STATED PROBLEM => Which lines of the records below contain the string "bird"? Pick out each one and copy it in full, with uppercase and lowercase letters counted as different.

start DATA FOR THIS EXERCISE

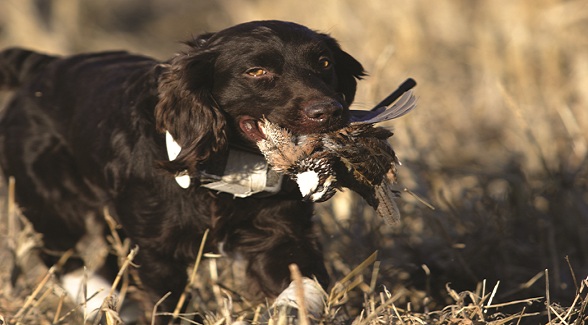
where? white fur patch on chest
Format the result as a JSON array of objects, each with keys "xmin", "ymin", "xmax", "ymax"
[{"xmin": 296, "ymin": 170, "xmax": 320, "ymax": 196}]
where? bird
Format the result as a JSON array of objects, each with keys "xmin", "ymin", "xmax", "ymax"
[{"xmin": 257, "ymin": 85, "xmax": 416, "ymax": 224}]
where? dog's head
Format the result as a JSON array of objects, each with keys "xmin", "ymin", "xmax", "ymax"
[{"xmin": 156, "ymin": 21, "xmax": 364, "ymax": 174}]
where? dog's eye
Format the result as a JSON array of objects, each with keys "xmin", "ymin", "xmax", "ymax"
[
  {"xmin": 319, "ymin": 57, "xmax": 333, "ymax": 69},
  {"xmin": 245, "ymin": 68, "xmax": 267, "ymax": 77}
]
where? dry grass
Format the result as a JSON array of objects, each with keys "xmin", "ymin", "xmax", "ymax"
[{"xmin": 0, "ymin": 0, "xmax": 588, "ymax": 324}]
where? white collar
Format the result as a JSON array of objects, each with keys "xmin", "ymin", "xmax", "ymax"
[{"xmin": 165, "ymin": 131, "xmax": 283, "ymax": 198}]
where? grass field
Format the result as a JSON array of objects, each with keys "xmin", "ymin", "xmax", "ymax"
[{"xmin": 0, "ymin": 0, "xmax": 588, "ymax": 325}]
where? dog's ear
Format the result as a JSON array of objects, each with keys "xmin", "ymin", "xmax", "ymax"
[
  {"xmin": 322, "ymin": 34, "xmax": 367, "ymax": 105},
  {"xmin": 155, "ymin": 34, "xmax": 227, "ymax": 176}
]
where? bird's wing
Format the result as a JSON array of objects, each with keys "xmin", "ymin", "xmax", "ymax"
[
  {"xmin": 349, "ymin": 90, "xmax": 417, "ymax": 123},
  {"xmin": 374, "ymin": 179, "xmax": 400, "ymax": 226}
]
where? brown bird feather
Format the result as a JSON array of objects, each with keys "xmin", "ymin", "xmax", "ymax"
[{"xmin": 257, "ymin": 91, "xmax": 416, "ymax": 224}]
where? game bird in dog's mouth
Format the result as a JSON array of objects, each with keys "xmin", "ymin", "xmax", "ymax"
[{"xmin": 257, "ymin": 80, "xmax": 416, "ymax": 224}]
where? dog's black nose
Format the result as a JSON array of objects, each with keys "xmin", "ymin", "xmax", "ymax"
[{"xmin": 304, "ymin": 100, "xmax": 343, "ymax": 120}]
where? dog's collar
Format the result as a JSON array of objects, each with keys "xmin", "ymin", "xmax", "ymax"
[{"xmin": 165, "ymin": 131, "xmax": 283, "ymax": 198}]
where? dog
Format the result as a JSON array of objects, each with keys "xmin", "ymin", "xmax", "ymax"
[{"xmin": 0, "ymin": 21, "xmax": 365, "ymax": 322}]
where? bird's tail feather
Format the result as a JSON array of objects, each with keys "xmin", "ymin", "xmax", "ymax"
[{"xmin": 375, "ymin": 179, "xmax": 400, "ymax": 226}]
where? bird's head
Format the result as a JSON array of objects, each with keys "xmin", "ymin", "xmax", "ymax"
[{"xmin": 292, "ymin": 158, "xmax": 337, "ymax": 202}]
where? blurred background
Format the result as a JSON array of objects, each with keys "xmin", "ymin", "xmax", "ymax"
[{"xmin": 0, "ymin": 0, "xmax": 588, "ymax": 323}]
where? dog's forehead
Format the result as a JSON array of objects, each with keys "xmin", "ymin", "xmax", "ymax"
[{"xmin": 210, "ymin": 21, "xmax": 328, "ymax": 48}]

end DATA FOR THIS EXERCISE

EXERCISE RESULT =>
where? bird
where? bird's wing
where? brown bird feather
where? game bird in dog's mouth
where? bird's tail feather
where? bird's head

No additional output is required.